Setting the data rate for maximum CD-ROM performance
Selecting an appropriate data rate is an art that depends on a combination of factors relating to the system performance of the target playback environment. The most important of these is CD-ROM performance. In the past, PC CD-ROM drives were typically 1X drives, theoretically capable of sustained data-transfer rates of only 150 kilobytes-per-second. Fortunately, most PCs today are equipped with CD-ROM drives capable of at least 2X (300 kilobytes-per-second) performance. Most Pentium® processor-based PCs have drives much faster than that. This means that it is no longer critical to maintain a precisely controlled average data rate that is comfortably below 150 kilobytes-per-second. Data rate control is still important for videos with frame sizes larger than 320x240. However, most videos compressed to a reasonable size with Indeo video 5 stream successfully from the CD-ROM drive of any machine with sufficient CPU power to decode the video. This means that usually the CD-ROM drive is no longer the limiting factor. Many developers still use the Data Rate control for CD-ROM applications, but the main reason today is for convenience in achieving a certain file size to save space on the CD-ROM. However, using the Quality slider is becoming more prevalent due to the consistent video quality and faster encoding speed.

Choosing the data rate for maximum Web site performance

Two important factors must be considered in authoring video for the Web:

Determining the average data rate
To determine the average data rate of an existing video file in Windows* 95 or Windows NT* 4.0:
  1. Open the Windows Explorer.
  2. Click the file icon with the right mouse button.
  3. Select Properties.
  4. Click the tab labeled Details and examine the resulting dialog.

Setting Audio/Video Interleaving
The parameter usually named Audio Interleave controls the grouping of audio and video frames on a CD-ROM, hard drive, or Web site. For uncompressed audio, always set the audio interleave to one frame (known as interleaving the file at 1:1). Video frames are often read from the CD-ROM drive one at a time, and while audio can be read from the disk in larger chunks and buffered until it is needed, there is no advantage to doing this. If the audio chunks are too large, the file may play very poorly from CD-ROM. The audio is broken and unsynchronized, and the video may drop frames.

Compressed audio presents a different situation. If you are using compressed audio, the size of the audio chunks will probably be much smaller. So the issues described above are less important. Furthermore, many audio-compression formats do not perform well with audio interleaving set to one frame. This is because these formats require larger chunks of audio to be grouped together in order to obtain good compression. If the audio is then interleaved 1:1, the audio decoder may not have the entire chunk of compressed audio it requires at any given time to play correctly. So you should always interleave compressed audio at a higher rate, like every 1/2 second (the number of frames depends on the video frame rate), or as recommended by your audio codec documentation.

Most video capture applications do not interleave audio and video during capture, so the frames are interleaved at an interval much higher than 1:1. If this is the case, even if you do not wish to recompress the video, you must interleave the audio if you want to put the file on a CD-ROM. Interleave any existing file as follows:

  1. Open the file with a video-editing application.
  2. Set the interleave parameter to 1.
  3. Save the file to disk. If the video is already compressed, make sure you do not recompress it. (See the Editing Compressed Video section for more details.)

Setting the key frame interval.
The key frame interval controls the occurrence of key frames and delta frames within a compressed file. The frequency and location of key frames and delta frames affect a file's video playback performance, quality, and data rate.

| Supplied material |
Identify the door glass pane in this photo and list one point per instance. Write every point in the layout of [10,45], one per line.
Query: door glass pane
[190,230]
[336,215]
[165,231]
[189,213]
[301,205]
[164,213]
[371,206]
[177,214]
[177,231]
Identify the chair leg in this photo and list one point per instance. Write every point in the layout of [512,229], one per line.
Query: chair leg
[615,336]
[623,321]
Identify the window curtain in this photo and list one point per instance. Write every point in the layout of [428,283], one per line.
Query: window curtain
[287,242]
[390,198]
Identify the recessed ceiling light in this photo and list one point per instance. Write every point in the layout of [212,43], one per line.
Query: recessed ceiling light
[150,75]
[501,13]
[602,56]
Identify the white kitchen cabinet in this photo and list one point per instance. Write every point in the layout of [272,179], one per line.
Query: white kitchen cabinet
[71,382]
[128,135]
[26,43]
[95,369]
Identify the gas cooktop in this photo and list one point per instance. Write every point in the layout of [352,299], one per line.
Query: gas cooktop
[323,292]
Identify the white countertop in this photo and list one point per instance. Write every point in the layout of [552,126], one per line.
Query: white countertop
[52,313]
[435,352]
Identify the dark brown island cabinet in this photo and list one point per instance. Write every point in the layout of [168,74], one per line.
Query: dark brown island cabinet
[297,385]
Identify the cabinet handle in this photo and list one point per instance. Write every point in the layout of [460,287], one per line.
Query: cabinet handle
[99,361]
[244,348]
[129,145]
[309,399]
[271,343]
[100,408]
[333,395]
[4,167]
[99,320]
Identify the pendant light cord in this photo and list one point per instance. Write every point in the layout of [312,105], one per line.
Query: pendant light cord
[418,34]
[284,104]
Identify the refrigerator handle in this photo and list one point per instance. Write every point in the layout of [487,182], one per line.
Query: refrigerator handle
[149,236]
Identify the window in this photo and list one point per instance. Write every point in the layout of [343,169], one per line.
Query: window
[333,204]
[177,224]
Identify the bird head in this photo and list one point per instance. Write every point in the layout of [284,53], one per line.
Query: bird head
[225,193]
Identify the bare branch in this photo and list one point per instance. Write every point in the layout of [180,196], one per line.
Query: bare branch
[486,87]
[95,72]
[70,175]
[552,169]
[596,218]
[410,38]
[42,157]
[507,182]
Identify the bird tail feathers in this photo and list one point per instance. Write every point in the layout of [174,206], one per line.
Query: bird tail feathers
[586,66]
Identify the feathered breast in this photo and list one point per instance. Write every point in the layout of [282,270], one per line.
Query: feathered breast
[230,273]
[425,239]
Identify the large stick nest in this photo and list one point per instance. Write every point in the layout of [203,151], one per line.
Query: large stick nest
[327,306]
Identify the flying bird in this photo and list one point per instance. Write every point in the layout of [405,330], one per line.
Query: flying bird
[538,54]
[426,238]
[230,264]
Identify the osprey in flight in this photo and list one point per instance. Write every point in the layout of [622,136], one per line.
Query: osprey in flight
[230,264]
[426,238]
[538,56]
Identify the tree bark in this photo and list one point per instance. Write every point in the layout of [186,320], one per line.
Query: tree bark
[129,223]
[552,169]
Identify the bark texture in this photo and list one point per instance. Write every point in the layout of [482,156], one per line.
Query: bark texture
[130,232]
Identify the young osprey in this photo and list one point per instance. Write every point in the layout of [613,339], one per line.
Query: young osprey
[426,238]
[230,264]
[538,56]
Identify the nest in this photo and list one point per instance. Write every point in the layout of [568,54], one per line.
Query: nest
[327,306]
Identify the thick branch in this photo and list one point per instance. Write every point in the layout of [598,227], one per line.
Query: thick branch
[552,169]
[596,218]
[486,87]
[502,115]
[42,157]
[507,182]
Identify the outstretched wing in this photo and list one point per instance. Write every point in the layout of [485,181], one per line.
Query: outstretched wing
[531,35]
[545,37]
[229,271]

| The tasks |
**A)** Write out the part of the video encoding guide that opens with the words containing "Two important factors" and closes with "3. Select Properties.".
**B)** Answer these questions from the video encoding guide:
(i) What sustained data-transfer rate were 1X CD-ROM drives theoretically capable of?
(ii) For uncompressed audio, what should the audio interleave be set to?
(iii) Which tab do you click to examine the average data rate of a video file?

| Answers for the exercise |
**A)**
Two important factors must be considered in authoring video for the Web:

Determining the average data rate
To determine the average data rate of an existing video file in Windows* 95 or Windows NT* 4.0:
  1. Open the Windows Explorer.
  2. Click the file icon with the right mouse button.
  3. Select Properties.

**B)**
(i) 150 kilobytes-per-second
(ii) One frame (1:1)
(iii) The tab labeled Details